PROBLEM TO WORK ON:
Each line of the listing where the string "segment" appears is to be identified and copied.
○ ○ ○ ○ ○
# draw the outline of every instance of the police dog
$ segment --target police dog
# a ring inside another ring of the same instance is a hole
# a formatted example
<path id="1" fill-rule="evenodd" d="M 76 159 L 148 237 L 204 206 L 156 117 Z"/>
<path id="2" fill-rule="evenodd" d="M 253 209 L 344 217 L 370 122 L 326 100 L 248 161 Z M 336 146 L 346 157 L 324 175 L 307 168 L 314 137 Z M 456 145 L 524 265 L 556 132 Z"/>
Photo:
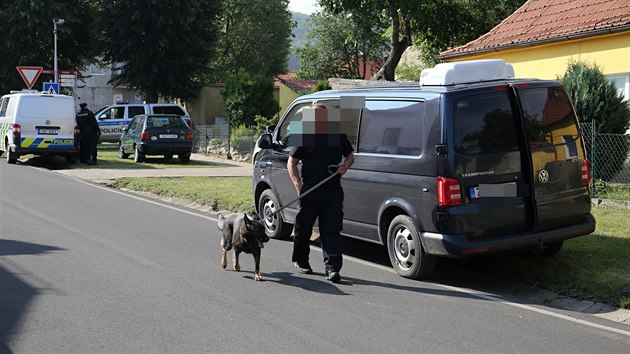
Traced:
<path id="1" fill-rule="evenodd" d="M 260 251 L 264 247 L 264 243 L 269 241 L 269 237 L 265 234 L 265 227 L 260 221 L 258 214 L 253 214 L 252 218 L 245 213 L 233 214 L 227 218 L 223 214 L 219 214 L 217 220 L 219 230 L 223 231 L 221 239 L 221 267 L 227 267 L 227 253 L 232 248 L 232 265 L 237 272 L 241 271 L 241 265 L 238 263 L 238 256 L 241 252 L 251 253 L 254 256 L 256 270 L 254 279 L 262 280 L 260 275 Z"/>

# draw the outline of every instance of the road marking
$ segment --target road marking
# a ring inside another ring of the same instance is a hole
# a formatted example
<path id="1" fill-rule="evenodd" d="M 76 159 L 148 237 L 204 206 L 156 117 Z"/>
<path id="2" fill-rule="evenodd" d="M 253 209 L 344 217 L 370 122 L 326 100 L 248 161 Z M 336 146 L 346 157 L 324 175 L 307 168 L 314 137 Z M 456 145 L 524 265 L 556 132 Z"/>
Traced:
<path id="1" fill-rule="evenodd" d="M 75 179 L 76 180 L 76 179 Z M 207 220 L 213 220 L 216 221 L 217 219 L 212 217 L 212 216 L 206 216 L 206 215 L 202 215 L 196 212 L 192 212 L 189 210 L 185 210 L 182 209 L 181 207 L 176 207 L 176 206 L 171 206 L 171 205 L 167 205 L 164 203 L 160 203 L 160 202 L 156 202 L 154 200 L 150 200 L 147 199 L 145 197 L 141 197 L 141 196 L 137 196 L 131 193 L 127 193 L 127 192 L 122 192 L 119 191 L 117 189 L 111 188 L 111 187 L 103 187 L 97 184 L 94 184 L 92 182 L 86 182 L 84 180 L 77 180 L 79 182 L 85 183 L 87 185 L 96 187 L 96 188 L 100 188 L 103 190 L 107 190 L 110 192 L 114 192 L 114 193 L 118 193 L 120 195 L 124 195 L 127 196 L 129 198 L 133 198 L 133 199 L 137 199 L 137 200 L 141 200 L 150 204 L 154 204 L 154 205 L 159 205 L 165 208 L 169 208 L 171 210 L 175 210 L 181 213 L 185 213 L 185 214 L 189 214 L 189 215 L 194 215 L 194 216 L 198 216 Z M 313 246 L 311 245 L 311 250 L 317 251 L 317 252 L 321 252 L 321 248 L 317 247 L 317 246 Z M 389 268 L 380 264 L 374 264 L 374 263 L 370 263 L 367 262 L 365 260 L 359 259 L 359 258 L 355 258 L 352 256 L 346 256 L 344 255 L 344 259 L 350 260 L 354 263 L 359 263 L 362 265 L 366 265 L 368 267 L 372 267 L 372 268 L 376 268 L 376 269 L 380 269 L 380 270 L 384 270 L 386 272 L 390 272 L 393 274 L 397 274 L 396 271 L 393 268 Z M 465 293 L 468 295 L 472 295 L 474 297 L 480 298 L 480 299 L 484 299 L 484 300 L 488 300 L 488 301 L 493 301 L 493 302 L 499 302 L 508 306 L 512 306 L 512 307 L 517 307 L 523 310 L 527 310 L 527 311 L 532 311 L 532 312 L 536 312 L 542 315 L 546 315 L 546 316 L 551 316 L 551 317 L 555 317 L 561 320 L 565 320 L 565 321 L 569 321 L 569 322 L 573 322 L 573 323 L 578 323 L 584 326 L 588 326 L 588 327 L 592 327 L 592 328 L 597 328 L 597 329 L 601 329 L 604 331 L 608 331 L 608 332 L 613 332 L 613 333 L 617 333 L 617 334 L 621 334 L 623 336 L 627 336 L 630 337 L 630 331 L 626 331 L 626 330 L 622 330 L 622 329 L 618 329 L 618 328 L 614 328 L 614 327 L 609 327 L 609 326 L 605 326 L 605 325 L 601 325 L 598 323 L 594 323 L 594 322 L 590 322 L 590 321 L 586 321 L 586 320 L 582 320 L 579 318 L 575 318 L 575 317 L 571 317 L 571 316 L 567 316 L 567 315 L 563 315 L 563 314 L 559 314 L 553 311 L 548 311 L 548 310 L 544 310 L 544 309 L 539 309 L 537 307 L 534 306 L 530 306 L 530 305 L 524 305 L 524 304 L 520 304 L 518 302 L 513 302 L 513 301 L 509 301 L 506 299 L 501 298 L 498 295 L 492 295 L 492 294 L 488 294 L 488 293 L 483 293 L 483 292 L 479 292 L 479 291 L 475 291 L 475 290 L 470 290 L 470 289 L 466 289 L 466 288 L 460 288 L 460 287 L 456 287 L 456 286 L 450 286 L 450 285 L 444 285 L 444 284 L 439 284 L 439 283 L 434 283 L 434 282 L 428 282 L 432 285 L 435 285 L 437 287 L 443 288 L 443 289 L 447 289 L 447 290 L 451 290 L 451 291 L 457 291 L 457 292 L 461 292 L 461 293 Z"/>

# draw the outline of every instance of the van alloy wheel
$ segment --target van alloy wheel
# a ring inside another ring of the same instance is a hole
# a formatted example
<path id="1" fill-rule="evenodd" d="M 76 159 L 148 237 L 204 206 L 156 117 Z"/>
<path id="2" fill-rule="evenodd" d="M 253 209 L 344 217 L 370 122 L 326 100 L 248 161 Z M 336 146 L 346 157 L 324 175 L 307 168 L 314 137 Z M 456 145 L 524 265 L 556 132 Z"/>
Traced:
<path id="1" fill-rule="evenodd" d="M 135 152 L 133 154 L 133 160 L 136 163 L 140 163 L 144 161 L 144 154 L 140 152 L 140 149 L 138 149 L 138 146 L 136 146 Z"/>
<path id="2" fill-rule="evenodd" d="M 270 215 L 280 208 L 280 204 L 271 189 L 267 189 L 260 195 L 258 202 L 258 213 L 261 219 Z M 289 238 L 293 231 L 293 225 L 284 222 L 282 214 L 278 213 L 263 222 L 267 236 L 275 239 L 285 240 Z"/>
<path id="3" fill-rule="evenodd" d="M 20 158 L 20 155 L 13 151 L 10 147 L 7 149 L 7 162 L 10 164 L 15 164 L 17 160 Z"/>
<path id="4" fill-rule="evenodd" d="M 122 143 L 118 143 L 118 157 L 120 157 L 121 159 L 126 159 L 129 157 L 129 154 L 125 153 L 125 148 L 123 147 Z"/>
<path id="5" fill-rule="evenodd" d="M 389 224 L 387 252 L 396 272 L 410 279 L 420 279 L 435 268 L 435 256 L 424 252 L 413 219 L 398 215 Z"/>

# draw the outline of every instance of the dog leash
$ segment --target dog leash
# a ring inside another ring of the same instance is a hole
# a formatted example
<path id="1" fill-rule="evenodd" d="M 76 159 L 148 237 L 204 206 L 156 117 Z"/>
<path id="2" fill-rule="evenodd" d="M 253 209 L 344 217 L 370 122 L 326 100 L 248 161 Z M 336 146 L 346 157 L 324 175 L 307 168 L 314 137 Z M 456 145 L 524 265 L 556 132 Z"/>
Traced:
<path id="1" fill-rule="evenodd" d="M 335 167 L 337 168 L 337 171 L 335 171 L 335 173 L 331 174 L 330 176 L 324 178 L 321 182 L 317 183 L 313 187 L 309 188 L 306 192 L 298 195 L 295 199 L 293 199 L 292 201 L 287 203 L 285 206 L 281 207 L 278 210 L 274 210 L 273 212 L 269 213 L 262 220 L 260 220 L 260 222 L 265 222 L 267 219 L 271 218 L 272 216 L 274 216 L 274 215 L 278 214 L 279 212 L 283 211 L 284 209 L 286 209 L 289 205 L 291 205 L 291 204 L 297 202 L 298 200 L 306 197 L 309 193 L 311 193 L 312 191 L 314 191 L 317 188 L 319 188 L 322 184 L 330 181 L 333 177 L 335 177 L 335 176 L 337 176 L 339 174 L 339 167 L 343 166 L 344 164 L 345 164 L 345 162 L 342 162 L 339 165 L 330 165 L 330 166 L 328 166 L 328 172 L 330 172 L 331 168 L 335 168 Z"/>

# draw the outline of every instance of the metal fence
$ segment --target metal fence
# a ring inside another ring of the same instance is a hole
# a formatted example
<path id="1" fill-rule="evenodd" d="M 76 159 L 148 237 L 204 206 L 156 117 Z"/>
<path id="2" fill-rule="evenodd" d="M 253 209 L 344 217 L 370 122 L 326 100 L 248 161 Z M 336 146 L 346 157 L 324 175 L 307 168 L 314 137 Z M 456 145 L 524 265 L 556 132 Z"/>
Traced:
<path id="1" fill-rule="evenodd" d="M 195 150 L 230 158 L 250 158 L 259 133 L 254 129 L 230 129 L 227 124 L 195 125 L 193 128 Z M 231 139 L 228 139 L 231 136 Z"/>
<path id="2" fill-rule="evenodd" d="M 630 135 L 598 133 L 596 123 L 581 124 L 591 167 L 594 197 L 615 187 L 630 191 Z"/>

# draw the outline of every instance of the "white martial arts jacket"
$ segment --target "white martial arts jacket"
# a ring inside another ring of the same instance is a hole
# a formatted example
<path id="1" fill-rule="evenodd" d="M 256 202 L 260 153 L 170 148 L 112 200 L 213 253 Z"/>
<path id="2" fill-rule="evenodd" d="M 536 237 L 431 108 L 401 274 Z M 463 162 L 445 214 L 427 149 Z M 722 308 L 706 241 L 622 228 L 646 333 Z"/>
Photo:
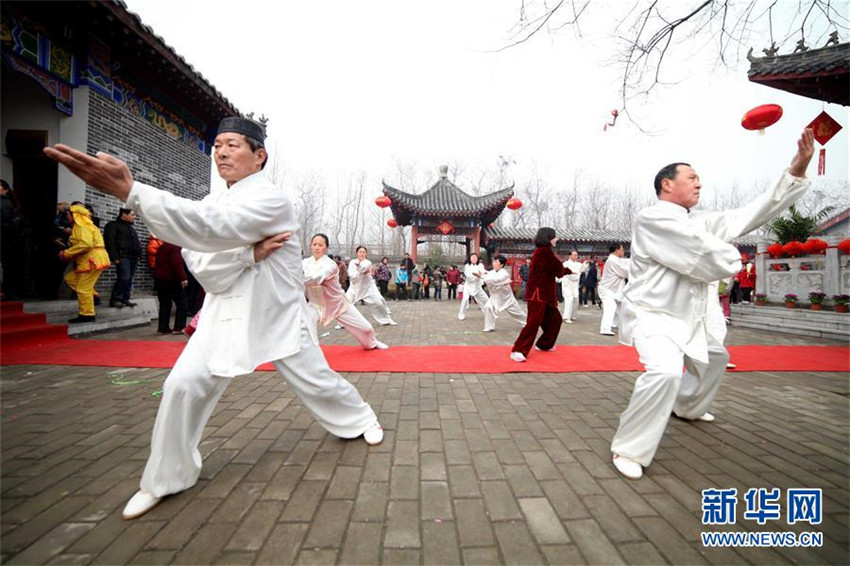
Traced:
<path id="1" fill-rule="evenodd" d="M 339 266 L 326 255 L 318 260 L 310 256 L 301 262 L 301 269 L 307 299 L 319 311 L 319 323 L 327 326 L 348 310 L 345 291 L 339 284 Z"/>
<path id="2" fill-rule="evenodd" d="M 573 261 L 568 259 L 564 262 L 564 267 L 569 269 L 572 273 L 564 275 L 561 278 L 561 284 L 564 286 L 569 285 L 569 287 L 573 290 L 578 290 L 578 282 L 581 279 L 582 272 L 587 270 L 587 265 L 581 263 L 580 261 Z"/>
<path id="3" fill-rule="evenodd" d="M 487 270 L 484 268 L 481 263 L 476 263 L 472 265 L 471 263 L 467 263 L 463 266 L 463 276 L 465 278 L 463 282 L 463 292 L 465 295 L 472 297 L 476 293 L 478 293 L 482 287 L 484 287 L 484 281 L 481 277 L 476 277 L 476 273 L 480 273 L 484 275 Z"/>
<path id="4" fill-rule="evenodd" d="M 566 265 L 566 262 L 564 262 Z M 605 269 L 602 270 L 602 279 L 599 280 L 599 297 L 605 298 L 606 295 L 614 297 L 619 301 L 623 296 L 623 287 L 626 286 L 626 279 L 629 278 L 629 260 L 624 257 L 617 257 L 614 254 L 608 256 L 605 260 Z"/>
<path id="5" fill-rule="evenodd" d="M 356 303 L 370 295 L 378 295 L 383 300 L 381 292 L 378 291 L 378 286 L 375 285 L 375 280 L 372 278 L 372 262 L 368 259 L 360 261 L 352 259 L 348 264 L 348 291 L 345 292 L 345 298 L 351 304 Z"/>
<path id="6" fill-rule="evenodd" d="M 493 303 L 493 308 L 496 312 L 502 312 L 511 305 L 518 304 L 514 293 L 511 290 L 511 276 L 508 270 L 502 269 L 486 271 L 484 273 L 484 283 L 490 290 L 490 301 Z"/>
<path id="7" fill-rule="evenodd" d="M 159 238 L 183 248 L 189 270 L 206 290 L 192 340 L 202 342 L 213 375 L 251 373 L 298 353 L 305 324 L 318 343 L 308 322 L 295 208 L 263 172 L 201 201 L 137 182 L 126 206 Z M 254 244 L 281 232 L 292 237 L 254 263 Z"/>
<path id="8" fill-rule="evenodd" d="M 689 214 L 666 201 L 641 210 L 632 236 L 620 342 L 632 345 L 639 325 L 642 333 L 666 336 L 685 355 L 707 363 L 707 308 L 709 301 L 717 302 L 716 289 L 709 297 L 709 283 L 741 270 L 741 254 L 728 242 L 773 218 L 808 186 L 808 179 L 786 170 L 771 189 L 735 210 Z"/>

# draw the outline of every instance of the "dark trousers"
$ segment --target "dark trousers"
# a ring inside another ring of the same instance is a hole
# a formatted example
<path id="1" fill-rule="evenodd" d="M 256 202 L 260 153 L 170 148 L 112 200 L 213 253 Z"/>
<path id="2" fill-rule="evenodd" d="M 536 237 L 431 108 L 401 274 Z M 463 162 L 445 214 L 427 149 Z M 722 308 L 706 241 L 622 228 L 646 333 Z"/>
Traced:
○ ○ ○ ○ ○
SOLUTION FOR THIS TASK:
$ segment --target police dog
$ segment --target road marking
$ segment --target van alloy wheel
$ segment --target dog leash
$ segment --target metal fence
$ segment --target "white martial arts jacket"
$ segment --target "dark trousers"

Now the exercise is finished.